- [AVAILABLE DATA]:
========================================================================
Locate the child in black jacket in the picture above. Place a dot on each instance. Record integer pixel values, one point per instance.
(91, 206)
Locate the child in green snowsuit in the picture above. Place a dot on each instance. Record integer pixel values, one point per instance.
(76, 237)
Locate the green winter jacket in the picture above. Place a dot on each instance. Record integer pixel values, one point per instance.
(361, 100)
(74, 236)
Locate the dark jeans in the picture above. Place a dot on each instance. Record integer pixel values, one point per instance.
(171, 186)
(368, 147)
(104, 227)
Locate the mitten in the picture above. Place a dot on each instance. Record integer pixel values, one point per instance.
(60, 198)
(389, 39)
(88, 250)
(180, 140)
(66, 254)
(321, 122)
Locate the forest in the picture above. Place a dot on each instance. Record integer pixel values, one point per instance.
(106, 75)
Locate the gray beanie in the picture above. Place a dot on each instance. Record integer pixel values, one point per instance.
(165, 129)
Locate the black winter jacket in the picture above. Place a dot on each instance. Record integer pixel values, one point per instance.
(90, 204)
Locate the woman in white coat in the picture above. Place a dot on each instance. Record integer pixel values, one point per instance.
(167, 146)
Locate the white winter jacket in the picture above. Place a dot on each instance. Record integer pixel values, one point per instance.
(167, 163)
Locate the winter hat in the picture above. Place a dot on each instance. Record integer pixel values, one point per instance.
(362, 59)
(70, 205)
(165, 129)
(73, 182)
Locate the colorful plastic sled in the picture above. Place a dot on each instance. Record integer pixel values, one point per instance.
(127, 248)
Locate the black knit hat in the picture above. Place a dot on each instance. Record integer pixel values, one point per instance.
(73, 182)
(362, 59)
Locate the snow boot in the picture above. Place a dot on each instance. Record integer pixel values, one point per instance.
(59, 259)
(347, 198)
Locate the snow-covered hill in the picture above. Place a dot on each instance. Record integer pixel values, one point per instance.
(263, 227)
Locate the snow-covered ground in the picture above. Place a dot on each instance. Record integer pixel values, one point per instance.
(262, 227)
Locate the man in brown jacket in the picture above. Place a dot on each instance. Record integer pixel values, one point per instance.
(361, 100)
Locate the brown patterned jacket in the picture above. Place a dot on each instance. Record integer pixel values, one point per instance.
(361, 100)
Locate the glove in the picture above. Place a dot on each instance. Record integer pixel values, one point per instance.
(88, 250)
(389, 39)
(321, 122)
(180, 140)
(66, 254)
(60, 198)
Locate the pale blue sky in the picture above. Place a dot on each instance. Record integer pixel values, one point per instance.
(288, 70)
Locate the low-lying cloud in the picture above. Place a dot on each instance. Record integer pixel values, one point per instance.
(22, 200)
========================================================================
- [WORK ITEM]:
All the data above should be set down a second time, exactly.

- [FINISHED EXERCISE]:
Locate the child in black jacket in the picture above. Place a dot on each instance. Record integer pixel values, one point per instance.
(91, 206)
Locate the child in green snowsuit in the picture above. Place a dot on each instance. Record integer pixel values, one point per instance.
(76, 237)
Locate the green winter jacket in the picture above. Place a dot on each instance. Record integer pixel values, one point per instance.
(361, 100)
(74, 236)
Locate the dark jeans in the picture above. Place a dot on each instance. Record integer pixel values, one point per instance.
(171, 186)
(368, 147)
(104, 227)
Locate the mitten in the picture above. Place a dot on each instance. Record integer pixel values, one point per instance.
(60, 198)
(389, 39)
(88, 250)
(180, 140)
(66, 254)
(321, 122)
Locate the forest in the picture above. Place a dot on each instance. Record integer pixel values, one point per instance.
(106, 75)
Locate the gray beanie in the picture above. Place a dot on each instance. Record integer pixel values, one point per instance.
(165, 129)
Locate the black winter jacket in the picture above. Place a dot on each instance. Record integer pixel values, one point per instance.
(90, 204)
Locate the woman in white coat in the picture above. Place a dot on each instance. Record integer pixel values, one point per instance.
(167, 146)
Locate the white winter jacket in the picture above. Place a dot on each instance. Record integer pixel values, one point per instance.
(167, 163)
Locate the winter hat in the picture above. Place a dot on each instance. Record integer pixel values, one point per instance.
(362, 59)
(70, 205)
(165, 129)
(73, 182)
Locate the colorful plastic sled in the picture above. Place a dot on each instance. Record integer pixel values, one point per instance.
(127, 248)
Locate the black knit hat in the picture above. Place a dot on each instance. Record integer pixel values, one point per instance.
(73, 182)
(362, 59)
Locate the snow boot in the picture above. Place a dot on each instance. Record integer pixel values, one point per instance.
(59, 259)
(347, 198)
Locate the snow-covered hill in the picture above. Place a dot on each instance. Record integer pixel values, one point per instance.
(263, 227)
Locate the snow-covered ground in the picture above. Place a dot on each instance. Record integer pixel values, one point per instance.
(262, 227)
Locate the man in brown jacket in the picture above. Place a dot on each instance. Record integer pixel values, one point per instance.
(361, 100)
Locate the brown patterned jacket in the picture above. Place a dot on each instance. Record integer pixel values, one point per instance.
(361, 100)
Locate the glove in the picture above. Place a dot on each instance. Record integer pixel values, one point per instance.
(88, 250)
(389, 39)
(321, 122)
(180, 140)
(66, 254)
(60, 198)
Locate the pale blue sky in the picture above. Place a dot on each instance. Record integer pixel values, one point per instance.
(288, 70)
Locate the low-lying cloud in the picture above. Place a dot on each instance. Record integer pixel values, one point per instance.
(22, 200)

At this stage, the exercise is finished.